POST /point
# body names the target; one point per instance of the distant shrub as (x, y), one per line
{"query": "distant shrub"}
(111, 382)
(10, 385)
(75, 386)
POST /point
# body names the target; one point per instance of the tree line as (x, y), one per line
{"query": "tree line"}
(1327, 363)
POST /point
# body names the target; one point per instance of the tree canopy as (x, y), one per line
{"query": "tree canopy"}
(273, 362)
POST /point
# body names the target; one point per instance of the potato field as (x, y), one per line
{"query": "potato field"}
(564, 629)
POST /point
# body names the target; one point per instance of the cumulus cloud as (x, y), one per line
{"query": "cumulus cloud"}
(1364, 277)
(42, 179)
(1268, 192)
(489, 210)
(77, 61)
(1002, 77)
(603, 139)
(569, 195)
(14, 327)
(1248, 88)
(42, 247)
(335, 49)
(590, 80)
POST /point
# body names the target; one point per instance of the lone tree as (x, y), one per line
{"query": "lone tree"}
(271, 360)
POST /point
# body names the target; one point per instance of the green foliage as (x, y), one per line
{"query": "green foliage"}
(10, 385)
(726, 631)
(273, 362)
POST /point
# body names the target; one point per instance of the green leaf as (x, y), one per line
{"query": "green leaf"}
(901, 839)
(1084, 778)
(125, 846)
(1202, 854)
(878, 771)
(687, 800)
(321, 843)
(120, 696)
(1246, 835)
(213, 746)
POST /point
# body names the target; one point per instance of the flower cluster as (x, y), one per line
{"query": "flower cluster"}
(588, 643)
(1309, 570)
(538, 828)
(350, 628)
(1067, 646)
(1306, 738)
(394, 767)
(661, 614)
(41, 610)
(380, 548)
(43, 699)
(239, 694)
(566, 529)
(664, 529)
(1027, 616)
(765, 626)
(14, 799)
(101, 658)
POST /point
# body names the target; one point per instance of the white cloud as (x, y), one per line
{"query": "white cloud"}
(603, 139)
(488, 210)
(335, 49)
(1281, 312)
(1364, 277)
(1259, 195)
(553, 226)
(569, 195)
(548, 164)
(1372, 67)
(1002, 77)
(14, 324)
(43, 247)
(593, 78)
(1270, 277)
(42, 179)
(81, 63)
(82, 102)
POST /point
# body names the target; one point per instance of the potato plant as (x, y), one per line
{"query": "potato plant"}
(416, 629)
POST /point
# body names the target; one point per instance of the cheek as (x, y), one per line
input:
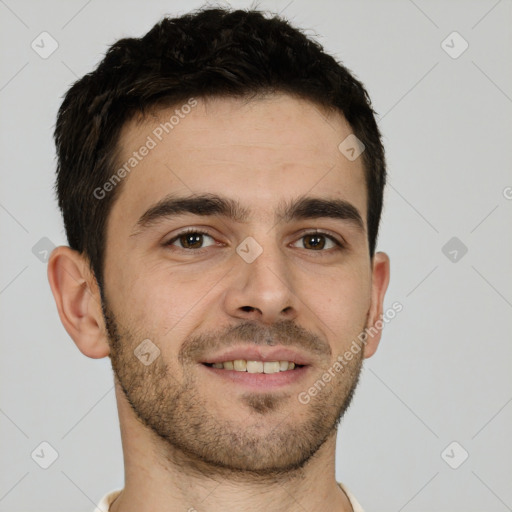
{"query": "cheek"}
(161, 301)
(342, 304)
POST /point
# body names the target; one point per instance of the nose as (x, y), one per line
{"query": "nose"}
(262, 290)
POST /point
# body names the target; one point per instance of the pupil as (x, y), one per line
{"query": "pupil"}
(315, 241)
(192, 240)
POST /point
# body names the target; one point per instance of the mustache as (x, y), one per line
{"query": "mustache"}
(285, 333)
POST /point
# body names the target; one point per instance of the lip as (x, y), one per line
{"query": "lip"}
(259, 381)
(257, 353)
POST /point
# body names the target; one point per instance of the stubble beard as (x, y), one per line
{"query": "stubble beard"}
(190, 435)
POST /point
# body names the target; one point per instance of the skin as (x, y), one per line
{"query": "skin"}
(190, 440)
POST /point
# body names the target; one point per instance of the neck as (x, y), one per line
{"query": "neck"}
(159, 477)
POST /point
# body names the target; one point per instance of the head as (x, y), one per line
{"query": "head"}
(209, 209)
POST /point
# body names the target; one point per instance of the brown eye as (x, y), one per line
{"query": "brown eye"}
(313, 242)
(317, 242)
(192, 240)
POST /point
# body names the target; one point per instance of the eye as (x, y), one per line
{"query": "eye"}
(192, 239)
(318, 242)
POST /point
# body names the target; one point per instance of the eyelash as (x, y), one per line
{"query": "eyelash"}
(339, 245)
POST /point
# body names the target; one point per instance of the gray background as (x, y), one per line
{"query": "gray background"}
(443, 370)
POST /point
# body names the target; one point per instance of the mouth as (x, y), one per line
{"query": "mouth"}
(258, 369)
(267, 367)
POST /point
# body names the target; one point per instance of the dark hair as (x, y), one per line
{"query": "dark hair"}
(207, 53)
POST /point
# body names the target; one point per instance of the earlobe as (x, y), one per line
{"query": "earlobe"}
(380, 281)
(78, 301)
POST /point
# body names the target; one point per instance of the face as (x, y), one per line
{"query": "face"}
(270, 266)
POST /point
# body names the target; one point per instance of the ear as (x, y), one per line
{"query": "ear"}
(78, 300)
(380, 281)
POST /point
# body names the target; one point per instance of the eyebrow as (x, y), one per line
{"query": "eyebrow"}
(215, 205)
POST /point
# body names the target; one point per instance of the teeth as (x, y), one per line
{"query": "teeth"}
(254, 367)
(241, 365)
(271, 367)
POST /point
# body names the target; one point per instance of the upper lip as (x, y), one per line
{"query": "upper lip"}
(258, 353)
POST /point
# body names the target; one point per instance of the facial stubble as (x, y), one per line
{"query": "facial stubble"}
(186, 428)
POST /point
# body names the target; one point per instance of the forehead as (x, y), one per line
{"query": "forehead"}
(261, 152)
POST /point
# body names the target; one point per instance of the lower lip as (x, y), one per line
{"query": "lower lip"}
(260, 380)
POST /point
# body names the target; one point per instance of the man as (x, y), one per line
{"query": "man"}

+ + + +

PROBLEM:
Leave the pictures out and write out every entry exactly as given.

TASK RESULT:
POST /point
# body names the target; one point per instance of the distant shrub as (x, y), one per line
{"query": "distant shrub"}
(111, 382)
(10, 385)
(75, 386)
POST /point
# body names the target; one point per instance of the tree line as (x, y), one per line
{"query": "tree line"}
(1327, 363)
POST /point
# body names the target; one point per instance of the tree canopy as (x, y), one per line
{"query": "tree canopy"}
(273, 362)
POST /point
# body names the target; one point per instance of the potato field as (x, y), one per line
{"query": "potato field"}
(564, 629)
POST /point
# body names the target; one point per instance of the cumulus cloud as (x, y), one per line
{"query": "cumulus cloud"}
(1364, 277)
(42, 179)
(1268, 192)
(489, 210)
(77, 61)
(1002, 77)
(603, 139)
(569, 195)
(14, 327)
(1248, 88)
(42, 247)
(335, 49)
(590, 80)
POST /point
# body names the target; one point per instance of the lone tree as (x, y), one per line
{"query": "lone tree"}
(271, 360)
POST /point
# body names the target; one point per instance of the green foliage as (x, y), one per line
{"query": "green foliage"}
(10, 385)
(726, 631)
(273, 362)
POST /point
# body names the target; one point per instance of the green leaf as (x, y), one per line
{"query": "green leaf"}
(901, 839)
(1084, 778)
(125, 846)
(1202, 854)
(878, 771)
(687, 800)
(321, 843)
(120, 696)
(1246, 835)
(213, 746)
POST /point
# body names the target; one point per instance of the flower cluster as (x, y), one per line
{"query": "flower cluster"}
(588, 643)
(1309, 570)
(538, 828)
(350, 628)
(1067, 646)
(1306, 738)
(394, 767)
(661, 614)
(41, 610)
(380, 548)
(43, 699)
(239, 694)
(566, 529)
(664, 529)
(1027, 616)
(765, 626)
(14, 799)
(101, 658)
POST /point
# body names the target; one point per instance of the white cloud as (x, y), one per line
{"query": "white cloud"}
(603, 139)
(488, 210)
(335, 49)
(1281, 312)
(1364, 277)
(1259, 195)
(553, 226)
(569, 195)
(548, 164)
(1372, 67)
(1002, 77)
(14, 324)
(43, 247)
(593, 78)
(1270, 277)
(42, 179)
(81, 63)
(82, 102)
POST /point
# body names the target; one point per instance of the potato plant as (x, y), one per line
{"query": "potato plant"}
(416, 629)
POST /point
# body names the target; one point per instance of the cheek as (x, y), one per line
input:
{"query": "cheek"}
(161, 301)
(342, 304)
POST /point
# body names the target; one point per instance of the nose as (x, y), one per line
{"query": "nose"}
(262, 290)
POST /point
# body names the target; one point per instance of the pupil as (x, y), one per line
{"query": "pupil"}
(315, 241)
(192, 240)
POST /point
# body names the target; one point per instance of the mustache as (x, y), one per line
{"query": "mustache"}
(285, 333)
POST /point
# body names the target; one point per instance of the lip as (x, y), one per line
{"query": "lip"}
(259, 381)
(257, 353)
POST /point
# body names the target; one point per instance of the stubble beard as (x, y), one per line
{"query": "stubble beard"}
(190, 435)
POST /point
# body names the target; one point per instance of the skin as (x, y), one per line
{"query": "skin"}
(190, 440)
POST /point
# body names the target; one point per instance of the neck as (x, y), one per line
{"query": "neck"}
(159, 477)
POST /point
# body names the target; one point per instance of the head as (x, y), one per line
{"query": "head"}
(209, 209)
POST /point
# body names the target; one point per instance of the brown eye as (x, y), one per line
{"query": "brown eye"}
(313, 242)
(317, 242)
(192, 240)
POST /point
# body names the target; one point per instance of the eye as (x, y), one per line
{"query": "eye"}
(192, 239)
(318, 242)
POST /point
# body names the target; one point per instance of the eyelash as (x, y), one per line
{"query": "eyelash"}
(339, 245)
POST /point
# body names the target; one point per instance of the gray background as (x, y), one per line
{"query": "gray background"}
(443, 370)
POST /point
# body names the target; one point per instance of the mouth as (x, y), one per line
{"query": "mouth"}
(258, 369)
(267, 367)
POST /point
# body names the target; one point per instance of the dark hair as (x, y), one per line
{"query": "dark hair"}
(207, 53)
POST /point
# body names the target; one point per instance of the earlobe as (x, y), one per line
{"query": "earlobe"}
(380, 281)
(78, 301)
POST /point
# body names the target; one point per instance of the face as (x, y), one per line
{"query": "face"}
(270, 266)
POST /point
# body names the target; one point per instance of the ear as (x, y), one per line
{"query": "ear"}
(78, 300)
(380, 281)
POST /point
# body names the target; one point per instance of the eyebrow as (x, y), one per line
{"query": "eyebrow"}
(215, 205)
POST /point
# body names the target; one point per instance of the teeth as (x, y), one per line
{"query": "teeth"}
(254, 367)
(241, 365)
(271, 367)
POST /point
# body names the target; one point per instance of the upper lip as (x, y), one per line
{"query": "upper lip"}
(258, 353)
POST /point
# body names the target; one point per instance of the facial stubble as (x, y), one per line
{"query": "facial stubble"}
(186, 428)
POST /point
# body names the target; one point per instance of the forehead as (x, y), one per line
{"query": "forehead"}
(261, 152)
POST /point
# body names the target; one point per instance of the lower lip as (x, y), one per line
{"query": "lower lip"}
(260, 380)
POST /point
# body names the target; one point per instance of the man as (x, y), one per line
{"query": "man"}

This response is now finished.